**YOUR OBJECTIVE**
Reproduce the listing below in full and without alteration, apart from its pictures.

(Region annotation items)
**********

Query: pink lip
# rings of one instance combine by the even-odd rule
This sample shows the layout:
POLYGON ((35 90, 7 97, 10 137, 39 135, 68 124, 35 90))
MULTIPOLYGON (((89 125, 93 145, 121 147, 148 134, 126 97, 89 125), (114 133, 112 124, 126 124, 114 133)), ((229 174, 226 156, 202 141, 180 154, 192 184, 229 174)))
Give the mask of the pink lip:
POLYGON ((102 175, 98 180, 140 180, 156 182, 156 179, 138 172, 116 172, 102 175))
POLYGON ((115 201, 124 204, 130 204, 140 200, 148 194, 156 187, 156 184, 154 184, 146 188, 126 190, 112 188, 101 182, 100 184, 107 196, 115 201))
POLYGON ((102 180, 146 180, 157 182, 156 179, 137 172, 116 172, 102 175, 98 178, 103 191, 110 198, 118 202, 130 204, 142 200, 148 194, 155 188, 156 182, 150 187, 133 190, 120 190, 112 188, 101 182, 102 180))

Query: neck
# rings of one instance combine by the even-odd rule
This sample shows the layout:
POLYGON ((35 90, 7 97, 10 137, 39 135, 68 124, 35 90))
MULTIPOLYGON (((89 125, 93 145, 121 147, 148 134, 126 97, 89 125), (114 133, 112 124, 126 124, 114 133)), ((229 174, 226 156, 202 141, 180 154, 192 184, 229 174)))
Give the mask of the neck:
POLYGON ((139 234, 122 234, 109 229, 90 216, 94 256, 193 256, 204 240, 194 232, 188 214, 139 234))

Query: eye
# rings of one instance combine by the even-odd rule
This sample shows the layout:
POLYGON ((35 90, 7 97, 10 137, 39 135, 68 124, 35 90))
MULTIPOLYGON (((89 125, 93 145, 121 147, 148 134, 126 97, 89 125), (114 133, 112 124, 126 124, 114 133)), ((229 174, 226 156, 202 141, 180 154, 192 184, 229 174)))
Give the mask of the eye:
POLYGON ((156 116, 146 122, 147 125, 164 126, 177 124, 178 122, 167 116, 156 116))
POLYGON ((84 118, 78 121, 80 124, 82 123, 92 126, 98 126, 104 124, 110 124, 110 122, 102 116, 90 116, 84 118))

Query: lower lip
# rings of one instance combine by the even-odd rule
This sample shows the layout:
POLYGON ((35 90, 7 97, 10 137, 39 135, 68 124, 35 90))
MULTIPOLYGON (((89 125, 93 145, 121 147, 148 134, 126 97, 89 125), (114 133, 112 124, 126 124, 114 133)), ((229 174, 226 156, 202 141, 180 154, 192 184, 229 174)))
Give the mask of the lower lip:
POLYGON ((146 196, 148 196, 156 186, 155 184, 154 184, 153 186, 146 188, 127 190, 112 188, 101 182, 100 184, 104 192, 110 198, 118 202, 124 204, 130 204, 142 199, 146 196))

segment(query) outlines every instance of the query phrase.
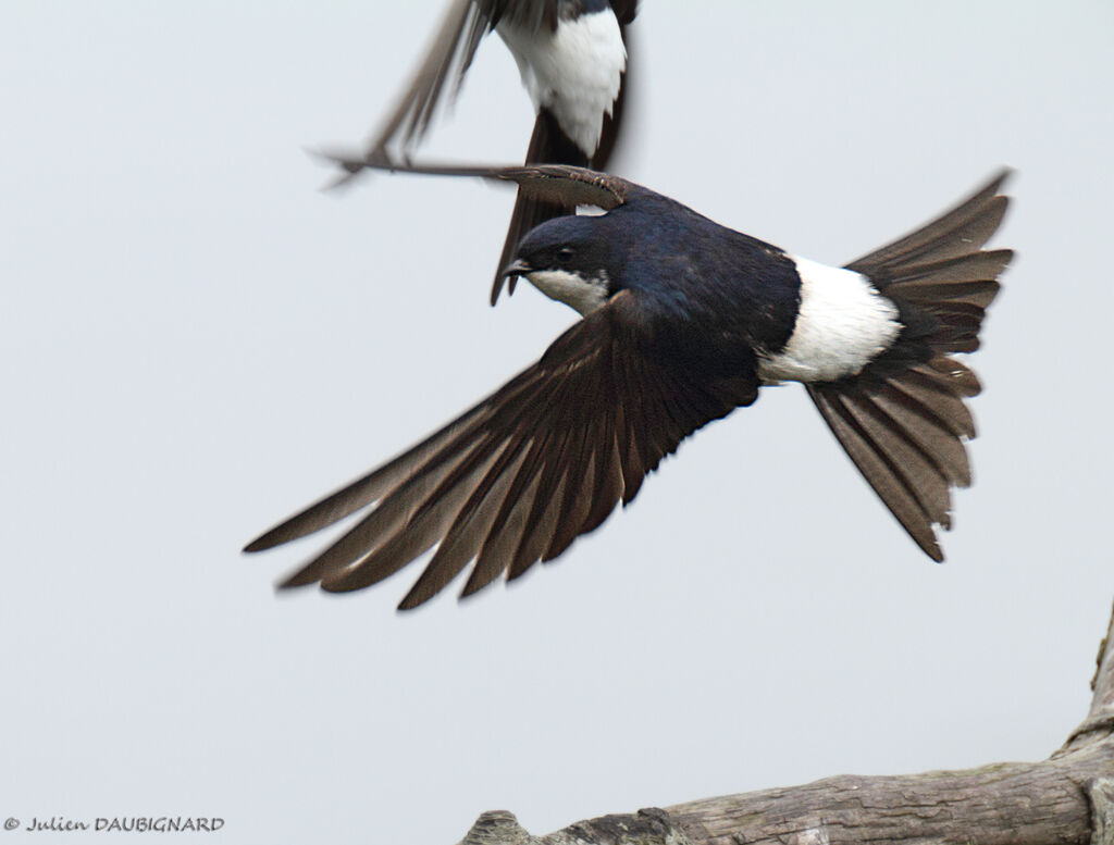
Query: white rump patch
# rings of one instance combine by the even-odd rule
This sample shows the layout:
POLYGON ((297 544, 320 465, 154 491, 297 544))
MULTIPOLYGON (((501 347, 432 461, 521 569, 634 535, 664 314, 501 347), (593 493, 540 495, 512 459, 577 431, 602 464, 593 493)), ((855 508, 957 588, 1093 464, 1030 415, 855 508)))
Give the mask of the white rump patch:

**********

**THE REPLY**
Query: pink lip
# rings of one instance combine by the even-odd rule
This sample shows the layout:
POLYGON ((35 90, 7 97, 10 137, 39 135, 68 124, 35 90))
MULTIPOLYGON (((89 125, 93 145, 121 147, 148 134, 126 97, 89 125), (114 133, 112 124, 126 124, 114 133)), ((229 174, 226 156, 202 141, 180 154, 192 184, 229 174)))
Give the mask of the pink lip:
POLYGON ((102 175, 98 180, 140 180, 156 182, 156 179, 138 172, 116 172, 102 175))
POLYGON ((115 201, 124 204, 130 204, 140 200, 148 194, 156 187, 156 184, 154 184, 146 188, 126 190, 112 188, 101 182, 100 184, 107 196, 115 201))
POLYGON ((102 180, 146 180, 157 182, 156 179, 137 172, 116 172, 102 175, 98 178, 103 191, 110 198, 118 202, 130 204, 142 200, 148 194, 155 188, 156 182, 150 187, 133 190, 120 190, 112 188, 101 182, 102 180))

Query: neck
# rings of one instance combine by the even-odd rule
This sample shows the layout:
POLYGON ((35 90, 7 97, 10 137, 39 135, 68 124, 35 90))
MULTIPOLYGON (((89 125, 93 145, 121 147, 148 134, 126 97, 89 125), (114 133, 112 124, 126 124, 114 133)), ((229 174, 226 156, 202 141, 180 154, 192 184, 229 174)))
Give the mask of the neck:
POLYGON ((139 234, 122 234, 109 229, 90 216, 94 256, 193 256, 204 240, 194 232, 188 214, 139 234))

Query: eye
# rings of one instance combine by the even-odd rule
This sample shows the layout:
POLYGON ((35 90, 7 97, 10 137, 39 135, 68 124, 35 90))
MULTIPOLYGON (((89 125, 93 145, 121 147, 148 134, 126 97, 89 125), (114 133, 112 124, 126 124, 114 133)), ((229 174, 226 156, 202 141, 180 154, 192 184, 229 174)))
Give the mask of the eye:
POLYGON ((156 116, 146 122, 147 125, 164 126, 177 124, 178 122, 167 116, 156 116))
POLYGON ((84 118, 78 121, 80 124, 82 123, 92 126, 98 126, 104 124, 110 124, 110 122, 102 116, 90 116, 84 118))

Query: lower lip
# rings of one instance combine by the even-odd rule
This sample shows the layout:
POLYGON ((35 90, 7 97, 10 137, 39 135, 68 124, 35 90))
MULTIPOLYGON (((89 125, 93 145, 121 147, 148 134, 126 97, 89 125), (114 133, 112 124, 126 124, 114 133)), ((229 174, 226 156, 202 141, 180 154, 192 184, 229 174)))
Give the mask of the lower lip:
POLYGON ((146 196, 148 196, 156 186, 155 184, 154 184, 153 186, 146 188, 127 190, 112 188, 101 182, 100 184, 104 192, 110 198, 118 202, 124 204, 130 204, 142 199, 146 196))

segment(query) outlines every instance of the query phrase.
Query: white rump patch
# rings of one instance combine by the even-odd rule
This sample shows the layout:
POLYGON ((297 544, 320 465, 154 491, 297 544))
MULTIPOLYGON (((501 347, 432 461, 521 569, 634 535, 664 314, 501 347), (593 493, 540 495, 512 459, 577 431, 602 464, 593 493)), ((855 508, 957 588, 1093 464, 1030 415, 855 508)))
Give the mask of the white rump patch:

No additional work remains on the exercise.